Task statement: Every line holding the string "beige" is to be copied from the entries below.
═════ Dataset records
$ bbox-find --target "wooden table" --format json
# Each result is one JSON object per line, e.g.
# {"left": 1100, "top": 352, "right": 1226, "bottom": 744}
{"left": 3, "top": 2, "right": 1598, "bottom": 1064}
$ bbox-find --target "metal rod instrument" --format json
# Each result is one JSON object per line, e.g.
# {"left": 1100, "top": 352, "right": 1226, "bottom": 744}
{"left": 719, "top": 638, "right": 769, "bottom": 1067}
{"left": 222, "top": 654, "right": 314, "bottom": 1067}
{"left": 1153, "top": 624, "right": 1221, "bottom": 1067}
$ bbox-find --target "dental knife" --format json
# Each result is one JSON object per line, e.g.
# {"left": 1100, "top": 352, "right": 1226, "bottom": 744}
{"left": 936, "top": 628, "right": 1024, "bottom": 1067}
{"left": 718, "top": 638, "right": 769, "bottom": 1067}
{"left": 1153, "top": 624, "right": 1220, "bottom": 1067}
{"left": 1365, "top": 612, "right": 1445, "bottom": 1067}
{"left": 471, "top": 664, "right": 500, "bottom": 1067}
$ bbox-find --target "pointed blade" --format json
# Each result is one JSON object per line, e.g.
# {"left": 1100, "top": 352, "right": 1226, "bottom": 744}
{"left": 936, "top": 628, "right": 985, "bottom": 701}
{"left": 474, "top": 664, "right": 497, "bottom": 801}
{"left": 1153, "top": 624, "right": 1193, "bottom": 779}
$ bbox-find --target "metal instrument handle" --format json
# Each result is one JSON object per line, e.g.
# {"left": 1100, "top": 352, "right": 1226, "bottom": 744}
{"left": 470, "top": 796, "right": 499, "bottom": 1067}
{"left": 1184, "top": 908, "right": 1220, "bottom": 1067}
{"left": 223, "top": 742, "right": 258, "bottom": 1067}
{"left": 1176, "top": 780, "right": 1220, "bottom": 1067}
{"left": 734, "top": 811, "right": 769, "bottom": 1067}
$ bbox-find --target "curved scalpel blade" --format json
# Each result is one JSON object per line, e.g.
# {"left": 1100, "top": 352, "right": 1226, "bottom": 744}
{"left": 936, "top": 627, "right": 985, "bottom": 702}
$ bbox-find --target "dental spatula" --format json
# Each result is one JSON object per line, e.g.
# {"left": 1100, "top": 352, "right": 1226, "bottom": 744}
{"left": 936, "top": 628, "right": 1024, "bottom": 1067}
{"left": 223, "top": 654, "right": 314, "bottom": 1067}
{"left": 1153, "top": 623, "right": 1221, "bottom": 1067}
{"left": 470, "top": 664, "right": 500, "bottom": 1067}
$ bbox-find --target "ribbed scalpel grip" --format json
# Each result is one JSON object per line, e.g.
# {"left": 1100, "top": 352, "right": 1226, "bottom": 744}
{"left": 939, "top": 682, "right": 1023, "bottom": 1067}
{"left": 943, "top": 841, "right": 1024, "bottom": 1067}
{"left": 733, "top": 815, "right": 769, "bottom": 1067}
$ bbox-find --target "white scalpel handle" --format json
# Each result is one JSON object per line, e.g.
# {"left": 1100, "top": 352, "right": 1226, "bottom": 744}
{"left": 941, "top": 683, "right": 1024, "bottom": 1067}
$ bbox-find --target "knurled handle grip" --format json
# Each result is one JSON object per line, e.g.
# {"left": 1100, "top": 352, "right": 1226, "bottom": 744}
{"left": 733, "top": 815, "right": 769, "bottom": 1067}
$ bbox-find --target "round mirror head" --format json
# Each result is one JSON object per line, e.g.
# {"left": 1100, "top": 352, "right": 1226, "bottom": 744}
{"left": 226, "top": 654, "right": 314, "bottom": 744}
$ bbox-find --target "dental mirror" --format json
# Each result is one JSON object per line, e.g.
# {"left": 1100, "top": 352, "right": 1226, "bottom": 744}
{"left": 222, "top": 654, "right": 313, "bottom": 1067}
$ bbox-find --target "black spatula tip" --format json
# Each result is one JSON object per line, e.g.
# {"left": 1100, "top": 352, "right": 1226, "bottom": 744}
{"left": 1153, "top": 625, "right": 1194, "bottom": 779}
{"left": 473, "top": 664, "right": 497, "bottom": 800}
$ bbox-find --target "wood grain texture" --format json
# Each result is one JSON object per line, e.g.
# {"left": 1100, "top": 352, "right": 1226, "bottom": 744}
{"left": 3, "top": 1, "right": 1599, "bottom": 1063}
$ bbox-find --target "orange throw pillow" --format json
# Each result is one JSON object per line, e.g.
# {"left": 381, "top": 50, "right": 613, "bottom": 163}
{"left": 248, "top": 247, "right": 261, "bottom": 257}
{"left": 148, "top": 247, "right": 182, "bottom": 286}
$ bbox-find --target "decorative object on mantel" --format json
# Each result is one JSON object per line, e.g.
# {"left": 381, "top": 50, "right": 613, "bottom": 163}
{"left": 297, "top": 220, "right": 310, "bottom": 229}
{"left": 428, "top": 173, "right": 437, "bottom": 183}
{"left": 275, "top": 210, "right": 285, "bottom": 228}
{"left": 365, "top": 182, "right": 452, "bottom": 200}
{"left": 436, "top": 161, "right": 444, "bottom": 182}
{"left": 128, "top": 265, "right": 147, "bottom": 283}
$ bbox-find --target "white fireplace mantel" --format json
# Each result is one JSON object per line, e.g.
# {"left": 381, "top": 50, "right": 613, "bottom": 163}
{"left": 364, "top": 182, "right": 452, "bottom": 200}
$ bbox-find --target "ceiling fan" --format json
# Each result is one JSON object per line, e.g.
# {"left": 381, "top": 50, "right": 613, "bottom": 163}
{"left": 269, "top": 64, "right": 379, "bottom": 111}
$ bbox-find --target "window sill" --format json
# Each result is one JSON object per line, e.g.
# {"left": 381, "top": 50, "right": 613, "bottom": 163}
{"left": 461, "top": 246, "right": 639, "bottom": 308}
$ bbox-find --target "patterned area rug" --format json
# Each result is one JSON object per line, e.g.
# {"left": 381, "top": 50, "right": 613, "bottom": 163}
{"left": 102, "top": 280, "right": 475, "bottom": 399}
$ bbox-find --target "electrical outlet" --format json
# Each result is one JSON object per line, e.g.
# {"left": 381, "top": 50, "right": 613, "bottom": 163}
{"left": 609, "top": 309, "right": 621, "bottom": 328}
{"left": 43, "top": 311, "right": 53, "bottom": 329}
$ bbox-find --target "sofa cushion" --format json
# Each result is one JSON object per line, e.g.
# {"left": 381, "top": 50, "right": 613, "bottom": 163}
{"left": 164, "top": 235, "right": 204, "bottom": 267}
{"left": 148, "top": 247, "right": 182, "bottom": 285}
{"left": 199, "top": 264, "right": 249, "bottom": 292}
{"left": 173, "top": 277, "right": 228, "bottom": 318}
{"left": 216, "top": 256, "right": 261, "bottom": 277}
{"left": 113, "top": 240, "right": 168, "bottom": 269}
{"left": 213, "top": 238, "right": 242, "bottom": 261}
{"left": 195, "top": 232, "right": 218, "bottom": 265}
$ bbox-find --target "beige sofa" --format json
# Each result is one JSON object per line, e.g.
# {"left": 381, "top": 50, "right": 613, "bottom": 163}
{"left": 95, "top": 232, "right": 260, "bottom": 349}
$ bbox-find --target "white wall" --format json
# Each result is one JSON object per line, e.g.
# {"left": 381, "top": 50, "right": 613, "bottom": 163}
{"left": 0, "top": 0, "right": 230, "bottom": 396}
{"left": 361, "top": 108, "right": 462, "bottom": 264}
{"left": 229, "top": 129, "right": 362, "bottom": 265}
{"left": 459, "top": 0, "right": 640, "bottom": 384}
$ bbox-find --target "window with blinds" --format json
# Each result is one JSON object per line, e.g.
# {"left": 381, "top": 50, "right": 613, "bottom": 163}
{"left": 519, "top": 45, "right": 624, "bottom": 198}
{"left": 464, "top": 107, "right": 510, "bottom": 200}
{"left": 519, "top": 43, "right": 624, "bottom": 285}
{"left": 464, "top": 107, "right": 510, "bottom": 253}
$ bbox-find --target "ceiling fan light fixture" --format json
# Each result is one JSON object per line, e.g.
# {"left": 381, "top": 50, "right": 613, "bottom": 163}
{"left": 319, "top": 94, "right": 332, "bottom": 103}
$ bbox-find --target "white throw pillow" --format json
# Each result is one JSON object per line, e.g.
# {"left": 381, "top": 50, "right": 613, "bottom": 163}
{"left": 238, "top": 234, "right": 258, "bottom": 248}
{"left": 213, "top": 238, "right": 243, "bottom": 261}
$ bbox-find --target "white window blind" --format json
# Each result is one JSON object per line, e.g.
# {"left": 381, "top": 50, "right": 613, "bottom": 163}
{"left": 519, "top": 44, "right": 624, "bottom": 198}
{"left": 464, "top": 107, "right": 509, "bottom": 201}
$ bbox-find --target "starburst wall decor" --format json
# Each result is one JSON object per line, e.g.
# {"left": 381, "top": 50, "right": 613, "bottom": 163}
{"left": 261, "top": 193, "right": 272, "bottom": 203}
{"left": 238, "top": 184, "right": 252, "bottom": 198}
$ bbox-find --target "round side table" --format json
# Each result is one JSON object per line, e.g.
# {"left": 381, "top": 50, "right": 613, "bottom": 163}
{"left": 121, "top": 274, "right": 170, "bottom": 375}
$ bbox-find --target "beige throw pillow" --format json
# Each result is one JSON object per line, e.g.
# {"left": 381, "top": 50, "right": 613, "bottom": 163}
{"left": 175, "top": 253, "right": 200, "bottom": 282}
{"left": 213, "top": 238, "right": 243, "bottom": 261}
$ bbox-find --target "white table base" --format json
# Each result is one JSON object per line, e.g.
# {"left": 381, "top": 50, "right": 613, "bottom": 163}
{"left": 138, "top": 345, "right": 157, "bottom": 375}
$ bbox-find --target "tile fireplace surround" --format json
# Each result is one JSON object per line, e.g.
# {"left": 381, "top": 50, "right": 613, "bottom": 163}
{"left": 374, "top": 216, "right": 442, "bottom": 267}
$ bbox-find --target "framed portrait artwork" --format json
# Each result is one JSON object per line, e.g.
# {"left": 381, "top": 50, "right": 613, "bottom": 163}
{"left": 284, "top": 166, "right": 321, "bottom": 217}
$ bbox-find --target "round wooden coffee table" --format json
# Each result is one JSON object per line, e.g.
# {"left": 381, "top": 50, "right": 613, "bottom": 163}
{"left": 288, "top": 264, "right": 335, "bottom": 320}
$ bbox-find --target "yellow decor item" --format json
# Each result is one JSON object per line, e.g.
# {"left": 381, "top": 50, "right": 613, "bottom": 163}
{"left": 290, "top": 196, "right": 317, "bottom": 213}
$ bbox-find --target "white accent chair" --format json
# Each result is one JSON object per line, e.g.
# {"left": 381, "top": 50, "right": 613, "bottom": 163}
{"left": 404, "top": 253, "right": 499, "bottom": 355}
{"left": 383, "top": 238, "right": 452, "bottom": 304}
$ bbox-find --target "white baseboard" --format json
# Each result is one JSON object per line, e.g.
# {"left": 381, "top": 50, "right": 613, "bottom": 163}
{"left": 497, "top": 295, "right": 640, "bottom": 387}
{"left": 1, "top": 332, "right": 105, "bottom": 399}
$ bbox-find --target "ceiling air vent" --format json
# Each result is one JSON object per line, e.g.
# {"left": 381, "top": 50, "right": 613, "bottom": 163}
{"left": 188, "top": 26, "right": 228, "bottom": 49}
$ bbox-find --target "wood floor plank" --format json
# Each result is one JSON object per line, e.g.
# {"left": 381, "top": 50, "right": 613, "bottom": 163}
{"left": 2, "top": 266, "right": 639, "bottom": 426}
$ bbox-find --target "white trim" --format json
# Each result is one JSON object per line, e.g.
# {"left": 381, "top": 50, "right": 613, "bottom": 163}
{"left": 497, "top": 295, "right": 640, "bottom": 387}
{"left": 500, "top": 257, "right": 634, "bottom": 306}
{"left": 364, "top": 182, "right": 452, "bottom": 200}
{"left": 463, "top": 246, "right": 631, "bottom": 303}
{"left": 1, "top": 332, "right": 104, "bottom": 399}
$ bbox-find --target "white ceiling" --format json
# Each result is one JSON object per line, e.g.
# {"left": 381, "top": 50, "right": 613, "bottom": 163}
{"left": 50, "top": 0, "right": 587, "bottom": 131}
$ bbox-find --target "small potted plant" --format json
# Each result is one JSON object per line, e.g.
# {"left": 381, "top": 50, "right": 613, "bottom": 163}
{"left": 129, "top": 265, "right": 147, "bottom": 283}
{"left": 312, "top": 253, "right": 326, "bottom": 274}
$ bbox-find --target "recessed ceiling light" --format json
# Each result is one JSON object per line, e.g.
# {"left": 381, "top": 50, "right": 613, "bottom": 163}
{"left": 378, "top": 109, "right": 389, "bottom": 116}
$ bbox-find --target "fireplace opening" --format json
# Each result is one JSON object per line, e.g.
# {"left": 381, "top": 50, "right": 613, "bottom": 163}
══════════
Answer:
$ bbox-find --target "beige sofa" --format json
$ bbox-find --target "beige throw pillow" --format json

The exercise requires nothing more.